= INSTRUCTIONS =
1 > From the passage on August 1902, repeat everything from "- Died: August" down to "6, 1902 (Wednesday)".
2 > Continue the August 1902 chronology from the point where it stops.

= PASSAGE PROVIDED =
August 1902
The following events occurred in August 1902:
August 1, 1902 (Friday)
- The Mount Kembla Mine disaster at Wollongong, Australia, the worst mining disaster in the country's history, killed 96 miners. A royal commission appointed to look into the disaster later stated that only the substitution of safety lamps for flame lights could have saved the lives of the victims.
- Raffaele Palizzolo, a former Deputy from Palermo, Italy was jailed for the 1893 murder of banker Emanuele Notarbartolo, former mayor of Palermo, by the Assize Court in Bologna.
- In the United Kingdom, the Clitheroe by-election, brought about by the elevation to the House of Lords of the incumbent Liberal MP, was won by Labour Representation Committee candidate David Shackleton, who was unopposed.
- Born: Pete Latzo, American boxer and world welterweight champion 1926 to 1927; in Colerain, Pennsylvania
August 2, 1902 (Saturday)
- The Philippine opera Sangdugong Panaguinip, the first opera to be performed in the Tagalog language, premiered at the Zorrilla Theatre in Manila.
- Born: Pope Cyril VI of Alexandria, Coptic Orthodox Patriarch from 1959 to 1971; in Damanhour, Egypt
August 3, 1902 (Sunday)
- The Philippine Independent Church was established by Isabelo de los Reyes and the recently excommunicated Catholic priest Gregorio Aglipay, and other Filipinos who were dissatisfied with the friars from Spain who dominated the Roman Catholic Church in the area. The new church rejected the concept of spiritual authority and infallibility of the Pope and abolished the celibacy requirement for priests.
- Died: August Klughardt, 54, German composer and conductor
August 4, 1902 (Monday)
- In the Tchipindo area of present-day Angola, Portuguese troops killed a small group of native rebels, including Mutu ya Kavela, a leading counsellor of "King" Kalandula.
- The Italian government ordered that all ships in the nation's navy be equipped with wireless telegraphic transmitters.
- The Belgian ship Wordsworth was wrecked off Assu Torre, Bahia, Brazil.
- The French soccer football team Cannes was founded by an English sportsman, Herbert Lowe, and a group of friends.
August 5, 1902 (Tuesday)
- Anténor Firmin formed a rebel government in Haiti at Gonaïves.
- Spain's Prime Minister Práxedes Mateo Sagasta announced that he planned to retire from politics.
August 6, 1902 (Wednesday)
- The Cunard Line ocean liner RMS Carpathia was launched from the shipyard in Wallsend in England, after being christened by the daughter of the Cunard Line vice-chairman. It would make its maiden voyage on May 5, 1903. Converted to a troop ship for World War I, Carpathia would be sunk by a German submarine on July 17, 1918.

= EXERCISE DATA =

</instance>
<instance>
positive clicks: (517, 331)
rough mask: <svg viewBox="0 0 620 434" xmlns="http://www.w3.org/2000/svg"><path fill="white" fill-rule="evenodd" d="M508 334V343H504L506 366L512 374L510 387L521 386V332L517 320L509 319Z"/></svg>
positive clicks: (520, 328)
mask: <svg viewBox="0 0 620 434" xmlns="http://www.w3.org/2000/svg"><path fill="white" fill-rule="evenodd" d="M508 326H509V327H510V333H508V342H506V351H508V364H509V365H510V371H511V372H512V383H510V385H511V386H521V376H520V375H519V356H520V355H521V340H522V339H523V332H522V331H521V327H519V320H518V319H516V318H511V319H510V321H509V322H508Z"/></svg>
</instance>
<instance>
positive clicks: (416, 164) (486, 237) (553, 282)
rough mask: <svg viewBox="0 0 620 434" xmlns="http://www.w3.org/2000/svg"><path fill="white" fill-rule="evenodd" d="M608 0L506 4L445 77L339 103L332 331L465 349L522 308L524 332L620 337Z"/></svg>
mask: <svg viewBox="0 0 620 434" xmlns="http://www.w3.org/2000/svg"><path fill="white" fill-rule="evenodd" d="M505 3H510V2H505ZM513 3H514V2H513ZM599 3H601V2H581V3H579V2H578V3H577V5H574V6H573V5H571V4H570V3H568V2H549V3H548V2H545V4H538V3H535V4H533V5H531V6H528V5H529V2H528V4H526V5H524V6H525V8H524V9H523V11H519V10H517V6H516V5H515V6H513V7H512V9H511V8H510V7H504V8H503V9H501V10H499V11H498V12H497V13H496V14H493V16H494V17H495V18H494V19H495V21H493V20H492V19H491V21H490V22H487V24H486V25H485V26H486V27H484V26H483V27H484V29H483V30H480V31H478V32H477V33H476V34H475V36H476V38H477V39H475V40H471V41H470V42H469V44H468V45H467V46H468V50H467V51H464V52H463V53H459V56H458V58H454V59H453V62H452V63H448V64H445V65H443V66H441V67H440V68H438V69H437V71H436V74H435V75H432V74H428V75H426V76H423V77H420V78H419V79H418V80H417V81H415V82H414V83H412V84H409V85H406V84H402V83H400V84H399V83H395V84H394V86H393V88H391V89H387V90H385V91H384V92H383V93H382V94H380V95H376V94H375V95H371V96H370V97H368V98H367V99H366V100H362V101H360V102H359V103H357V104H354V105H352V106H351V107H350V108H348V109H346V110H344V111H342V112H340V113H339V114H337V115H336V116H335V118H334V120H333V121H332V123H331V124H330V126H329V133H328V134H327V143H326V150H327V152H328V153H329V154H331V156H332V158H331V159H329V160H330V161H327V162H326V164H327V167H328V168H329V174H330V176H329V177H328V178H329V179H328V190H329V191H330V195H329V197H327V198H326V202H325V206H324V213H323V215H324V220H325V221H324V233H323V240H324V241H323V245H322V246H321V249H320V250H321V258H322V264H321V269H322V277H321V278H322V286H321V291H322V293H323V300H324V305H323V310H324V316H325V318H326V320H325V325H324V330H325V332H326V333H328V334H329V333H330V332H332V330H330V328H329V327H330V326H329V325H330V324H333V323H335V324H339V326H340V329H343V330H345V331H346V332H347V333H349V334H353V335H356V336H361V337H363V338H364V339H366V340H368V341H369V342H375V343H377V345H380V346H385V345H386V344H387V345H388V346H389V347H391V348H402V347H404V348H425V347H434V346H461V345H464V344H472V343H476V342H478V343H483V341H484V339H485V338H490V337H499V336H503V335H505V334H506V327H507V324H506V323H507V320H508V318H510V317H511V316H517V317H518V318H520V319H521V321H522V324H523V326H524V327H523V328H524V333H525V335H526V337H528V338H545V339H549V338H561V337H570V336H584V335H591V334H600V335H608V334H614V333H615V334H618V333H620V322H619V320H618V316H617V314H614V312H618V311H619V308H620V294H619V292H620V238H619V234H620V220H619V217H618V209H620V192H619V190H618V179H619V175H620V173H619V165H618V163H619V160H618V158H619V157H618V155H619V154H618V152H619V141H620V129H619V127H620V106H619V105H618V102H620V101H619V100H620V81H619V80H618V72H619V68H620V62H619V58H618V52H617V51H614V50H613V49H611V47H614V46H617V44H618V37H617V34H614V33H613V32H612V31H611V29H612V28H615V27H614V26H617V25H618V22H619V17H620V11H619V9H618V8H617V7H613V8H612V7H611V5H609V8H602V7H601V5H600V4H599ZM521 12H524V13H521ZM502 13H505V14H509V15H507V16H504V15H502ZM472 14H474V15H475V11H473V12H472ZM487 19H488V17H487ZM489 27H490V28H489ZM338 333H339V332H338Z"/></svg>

= ANSWER SET =
1 >
- Died: August Klughardt, 54, German composer and conductor
August 4, 1902 (Monday)
- In the Tchipindo area of present-day Angola, Portuguese troops killed a small group of native rebels, including Mutu ya Kavela, a leading counsellor of "King" Kalandula.
- The Italian government ordered that all ships in the nation's navy be equipped with wireless telegraphic transmitters.
- The Belgian ship Wordsworth was wrecked off Assu Torre, Bahia, Brazil.
- The French soccer football team Cannes was founded by an English sportsman, Herbert Lowe, and a group of friends.
August 5, 1902 (Tuesday)
- Anténor Firmin formed a rebel government in Haiti at Gonaïves.
- Spain's Prime Minister Práxedes Mateo Sagasta announced that he planned to retire from politics.
August 6, 1902 (Wednesday)

2 >
- Died: Harry Tracy, 26, American outlaw, committed suicide after being wounded by a posse at Creston, Washington
August 7, 1902 (Thursday)
- José Plácido de Castro, a rebel against the government of Bolivia, declared the Bolivian province of Acre independent the day after capturing the town of Xapuri. The province would be annexed by Brazil the following year as the Acre War ended with the signing of the Treaty of Petrópolis.
- Died: Nikolaos Vokos, 48, Greek artist, died from an undisclosed illness.
August 8, 1902 (Friday)
- Wadiyar IV reached the age of 21 and assumed full power as the maharaja of the Kingdom of Mysore in British India, now part of the state of Karnataka. At the time of his death in 1940, Wadiyar IV would be one of the wealthiest men in the world. The regency of his mother, Kempa Nanjammani Vani Vilasa Sannidhana, ended after seven years.
- The Royal Commissions Act 1902, an Australian Act of Parliament, received royal assent, allowing the Governor-General to issue letters patent in the name of the Crown for a Commission of Inquiry.
- Sir Edmund Barton, Prime Minister of Australia, was knighted by King Edward VII, becoming the first incumbent prime minister to be knighted.
- The British Academy was founded in London as King Edward VII granted royal assent to its charter.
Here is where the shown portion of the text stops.